What is expected: Reproduce the lines below, starting with the line containing "Thanks for the photo. Could you please mark the meadow" and continuing through the last line. Keep every request unchanged and increase each coordinate in the answers by 46.

Records supplied:
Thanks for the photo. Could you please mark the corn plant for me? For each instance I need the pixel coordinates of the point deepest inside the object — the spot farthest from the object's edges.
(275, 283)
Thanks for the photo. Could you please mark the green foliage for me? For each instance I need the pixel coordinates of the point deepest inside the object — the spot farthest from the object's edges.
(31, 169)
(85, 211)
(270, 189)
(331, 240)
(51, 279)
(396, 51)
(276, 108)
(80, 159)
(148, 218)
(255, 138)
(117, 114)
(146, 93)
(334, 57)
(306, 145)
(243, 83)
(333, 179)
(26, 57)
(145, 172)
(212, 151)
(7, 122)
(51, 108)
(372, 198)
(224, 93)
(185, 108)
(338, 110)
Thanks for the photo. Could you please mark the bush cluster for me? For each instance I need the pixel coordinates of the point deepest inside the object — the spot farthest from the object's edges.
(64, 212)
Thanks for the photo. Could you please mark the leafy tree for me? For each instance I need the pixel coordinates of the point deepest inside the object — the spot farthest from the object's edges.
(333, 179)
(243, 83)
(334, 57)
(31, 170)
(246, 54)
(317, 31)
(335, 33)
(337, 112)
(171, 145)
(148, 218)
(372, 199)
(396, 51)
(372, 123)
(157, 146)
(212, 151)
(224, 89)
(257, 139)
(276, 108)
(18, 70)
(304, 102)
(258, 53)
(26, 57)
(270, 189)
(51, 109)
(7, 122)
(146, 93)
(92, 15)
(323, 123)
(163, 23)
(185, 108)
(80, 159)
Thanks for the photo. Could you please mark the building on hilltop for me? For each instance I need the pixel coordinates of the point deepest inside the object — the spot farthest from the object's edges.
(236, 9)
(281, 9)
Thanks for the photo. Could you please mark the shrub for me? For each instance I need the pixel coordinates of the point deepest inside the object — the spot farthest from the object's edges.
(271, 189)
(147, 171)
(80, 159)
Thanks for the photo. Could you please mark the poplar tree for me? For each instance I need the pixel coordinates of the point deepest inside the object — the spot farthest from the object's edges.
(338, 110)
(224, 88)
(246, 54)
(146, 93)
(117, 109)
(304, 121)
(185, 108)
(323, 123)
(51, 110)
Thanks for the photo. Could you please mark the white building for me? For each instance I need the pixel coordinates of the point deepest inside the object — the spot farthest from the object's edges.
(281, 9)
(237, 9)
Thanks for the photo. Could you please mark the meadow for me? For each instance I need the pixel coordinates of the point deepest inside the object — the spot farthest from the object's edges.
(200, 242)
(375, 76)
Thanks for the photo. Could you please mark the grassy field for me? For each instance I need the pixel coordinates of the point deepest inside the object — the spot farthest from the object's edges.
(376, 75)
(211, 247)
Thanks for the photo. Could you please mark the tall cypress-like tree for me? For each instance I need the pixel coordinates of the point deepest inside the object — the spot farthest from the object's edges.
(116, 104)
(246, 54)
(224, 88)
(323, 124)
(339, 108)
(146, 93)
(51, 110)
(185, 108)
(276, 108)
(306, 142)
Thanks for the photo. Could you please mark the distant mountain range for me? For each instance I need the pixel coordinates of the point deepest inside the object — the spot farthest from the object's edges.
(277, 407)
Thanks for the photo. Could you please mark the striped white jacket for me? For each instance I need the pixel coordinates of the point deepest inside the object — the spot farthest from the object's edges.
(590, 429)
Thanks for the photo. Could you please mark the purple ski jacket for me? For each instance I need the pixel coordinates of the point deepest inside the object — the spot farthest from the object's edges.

Task solution:
Thanks for the photo. Could you please mark the meadow for me? For each instance I need the pixel coordinates of the point deepest inside the object — the spot farthest from the object's edges.
(246, 288)
(421, 122)
Thanks for the photo. Could you please mark the grassy field for me? For each instance I need the pixel coordinates of the point deepest inside the object — the spot farthest from the object's edges.
(422, 121)
(257, 293)
Thanks for the photo. Could you please mark the tall cypress-like tree for me? For each instance I need the pixel coordinates of the point deepest inside the object — the spot farthest from the object's edges.
(162, 150)
(292, 100)
(270, 134)
(369, 170)
(385, 154)
(192, 139)
(97, 156)
(231, 154)
(322, 154)
(352, 188)
Thanks for the photo. Could you please mark the distant mountain range for me? For each instance I need the pixel coordinates of the point deepest inside the object — the spot farthest from the object's edges.
(323, 453)
Thanks for the photo. Could you please mark the striped white jacket for me? For each instance I need the pixel coordinates of the point deepest inside the object — the spot farthest from the object's edges.
(636, 475)
Thanks for the photo. Could you please mark the purple ski jacket for me? For each instance I need the pixel coordinates of the point deepest inside the object — the spot farthest from the object's edges.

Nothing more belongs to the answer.